Output exactly those lines of the data that lie between the line containing "If you could mark the macaroni" and the final line, both ends counted.

━━ Supplied material ━━

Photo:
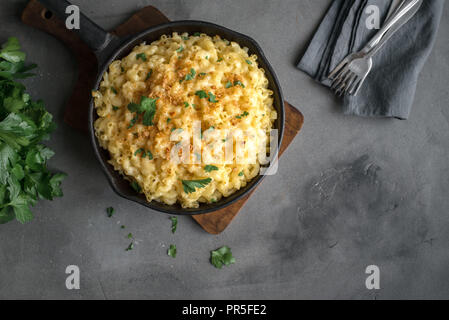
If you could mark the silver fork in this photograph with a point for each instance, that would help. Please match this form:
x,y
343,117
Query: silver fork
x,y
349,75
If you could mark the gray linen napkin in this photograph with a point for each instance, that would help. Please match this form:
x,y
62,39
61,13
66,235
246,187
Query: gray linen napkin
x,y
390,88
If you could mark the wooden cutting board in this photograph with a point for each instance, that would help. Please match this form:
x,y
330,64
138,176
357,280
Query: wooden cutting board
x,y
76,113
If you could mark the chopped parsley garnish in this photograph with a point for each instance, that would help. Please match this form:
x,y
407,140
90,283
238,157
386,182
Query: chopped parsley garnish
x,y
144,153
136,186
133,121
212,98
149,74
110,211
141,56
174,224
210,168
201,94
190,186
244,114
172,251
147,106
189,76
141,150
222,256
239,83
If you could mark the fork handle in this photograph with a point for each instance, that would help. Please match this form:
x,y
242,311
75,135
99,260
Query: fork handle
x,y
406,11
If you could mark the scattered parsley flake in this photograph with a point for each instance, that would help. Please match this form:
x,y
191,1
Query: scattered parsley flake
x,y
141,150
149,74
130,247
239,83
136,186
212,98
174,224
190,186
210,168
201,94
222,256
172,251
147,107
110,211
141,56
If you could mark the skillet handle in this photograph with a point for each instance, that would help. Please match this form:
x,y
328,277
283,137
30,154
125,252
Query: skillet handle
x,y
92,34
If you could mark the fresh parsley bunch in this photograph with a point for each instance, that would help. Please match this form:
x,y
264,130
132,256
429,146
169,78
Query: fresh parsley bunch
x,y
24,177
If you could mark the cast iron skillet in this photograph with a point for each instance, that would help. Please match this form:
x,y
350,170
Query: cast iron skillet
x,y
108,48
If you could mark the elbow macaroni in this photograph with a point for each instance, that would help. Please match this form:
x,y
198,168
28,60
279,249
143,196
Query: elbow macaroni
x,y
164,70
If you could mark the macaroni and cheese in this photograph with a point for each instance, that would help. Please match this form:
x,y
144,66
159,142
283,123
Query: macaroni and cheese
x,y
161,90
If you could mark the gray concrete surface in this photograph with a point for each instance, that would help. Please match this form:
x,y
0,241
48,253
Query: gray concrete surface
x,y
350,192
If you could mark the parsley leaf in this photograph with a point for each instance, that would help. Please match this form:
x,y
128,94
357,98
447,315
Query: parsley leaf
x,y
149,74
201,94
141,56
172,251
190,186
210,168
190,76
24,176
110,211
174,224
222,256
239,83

━━━

— Task solution —
If you could mark the macaroni and cheese in this photograph with a point for each instance, that would help. Please match this form:
x,y
144,66
159,142
283,123
Query: macaroni and cheese
x,y
161,90
If you could mark the gray concrete surface in this photograph with a point for each instance, that would help. Please match this form:
x,y
0,241
48,253
Query: gray concrete surface
x,y
350,192
If you could mark the parsley leaf in this photograph with a point for each instance, that would help. Please match this form:
x,y
128,94
357,98
447,315
Query: parsley leaf
x,y
149,74
201,94
141,56
172,251
190,186
210,168
190,76
24,176
110,211
174,224
222,256
239,83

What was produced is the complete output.